=== Your instructions ===
Render every line of the records below as a JSON list of strings, one string per line, skipping blank lines. Leave the pictures out of your answer.

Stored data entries
>> BEGIN

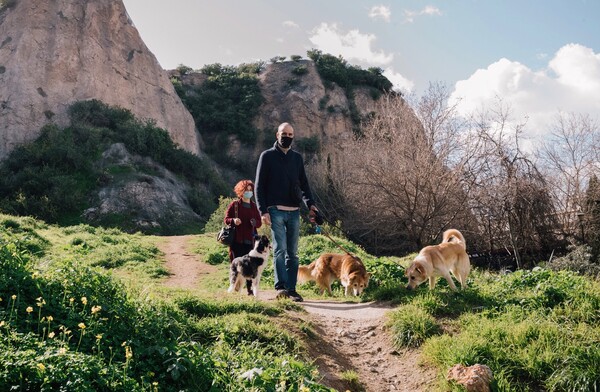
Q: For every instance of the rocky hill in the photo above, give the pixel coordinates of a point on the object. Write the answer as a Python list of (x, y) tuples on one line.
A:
[(321, 111), (56, 52)]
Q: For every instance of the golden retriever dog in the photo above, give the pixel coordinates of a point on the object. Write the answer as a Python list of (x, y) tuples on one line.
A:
[(440, 260), (349, 269)]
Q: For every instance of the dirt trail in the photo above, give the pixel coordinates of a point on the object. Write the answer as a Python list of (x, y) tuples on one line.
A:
[(348, 336), (184, 266)]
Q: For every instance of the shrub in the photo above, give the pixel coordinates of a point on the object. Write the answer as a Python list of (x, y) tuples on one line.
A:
[(411, 326), (579, 259), (225, 104), (309, 145), (300, 70)]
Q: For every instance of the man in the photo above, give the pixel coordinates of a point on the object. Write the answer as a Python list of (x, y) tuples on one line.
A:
[(281, 185)]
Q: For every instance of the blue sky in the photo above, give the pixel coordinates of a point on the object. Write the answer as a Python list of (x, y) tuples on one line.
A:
[(541, 57)]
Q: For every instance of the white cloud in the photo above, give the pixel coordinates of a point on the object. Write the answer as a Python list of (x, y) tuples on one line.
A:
[(409, 15), (578, 67), (401, 84), (290, 23), (380, 12), (570, 83), (351, 45)]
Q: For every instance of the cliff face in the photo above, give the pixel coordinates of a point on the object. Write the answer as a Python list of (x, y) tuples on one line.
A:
[(55, 52), (315, 110), (304, 102)]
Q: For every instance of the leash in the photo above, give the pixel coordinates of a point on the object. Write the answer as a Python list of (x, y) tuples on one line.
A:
[(319, 230)]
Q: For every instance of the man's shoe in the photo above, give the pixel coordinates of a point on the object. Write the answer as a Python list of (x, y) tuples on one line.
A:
[(282, 294), (294, 296)]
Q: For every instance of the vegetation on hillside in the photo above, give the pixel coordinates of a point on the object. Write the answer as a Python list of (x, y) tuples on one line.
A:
[(54, 177), (536, 329), (67, 324), (337, 70), (426, 168), (65, 318), (225, 104)]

>> END

=== Finished answer ===
[
  "Q: For every instance of the rocky hill in the photo above, give the pixel coordinates of a point on the object. Write the answer as a Python list of (x, y) tuples on one line.",
  "A:",
  "[(321, 111), (56, 52)]",
  "Q: For every instance of the golden retriever dog in the photo above, give the pixel coordinates of a point on the object. Write the answer as a Python list of (x, y) tuples on one line.",
  "A:",
  "[(440, 260), (349, 269)]",
  "Q: For every instance of the dirt trail in the photo above, give the pixel coordinates of a point on the object. Write the answer as a Python list of (x, y) tuples on one line.",
  "A:",
  "[(348, 336), (184, 266)]",
  "Q: For every instance of the shrub in the photo above, give the pixel coordinates of a point on the object. Write the answer as a Python list of (x, y) tuples on one line.",
  "A:",
  "[(411, 326), (579, 259), (225, 104), (309, 145), (300, 70)]",
  "Q: For every instance of the man in the photo above, give the pixel coordinates of a point on the object. Write the answer as a Python list of (x, y) tuples on one line.",
  "A:",
  "[(281, 185)]",
  "Q: For every instance of the blue sky in the photo above, give the pixel coordinates of a point on the object. Write the answer as a Python list of (x, y) tuples on one line.",
  "A:",
  "[(541, 57)]",
  "Q: For every instance of the white cloud in the photo above, give the pixel coordinates of a point on the object. Write the answer as a Python list of (x, y) tuples on one line.",
  "A:",
  "[(409, 15), (578, 67), (401, 84), (290, 23), (380, 12), (570, 83), (351, 45)]",
  "Q: For every instance of the cliff face in the photo above, give the pixel coordinates of a point on the object. Write the answer as a Python list of (x, y) tuples on one line.",
  "A:",
  "[(55, 52), (315, 110), (304, 102)]",
  "Q: For every instance of the leash in the photo above, give the pixel coordinates of a point on the object. Write the answer as a Python list of (x, y) tuples on one line.",
  "A:",
  "[(319, 230)]",
  "Q: For every instance of the man's shoe in the photo above, give the pixel coordinates of a point on the object. Write the answer as a Python list of (x, y) tuples on one line.",
  "A:",
  "[(282, 294), (294, 296)]",
  "Q: For every instance of the vegetation on hillside in the photo above, give the pixel coordinates of a point on the object. Write the answer as a Python list of (x, y) tuples on one line.",
  "A:",
  "[(54, 177), (536, 329), (67, 324), (337, 70), (426, 168), (65, 318), (225, 104)]"
]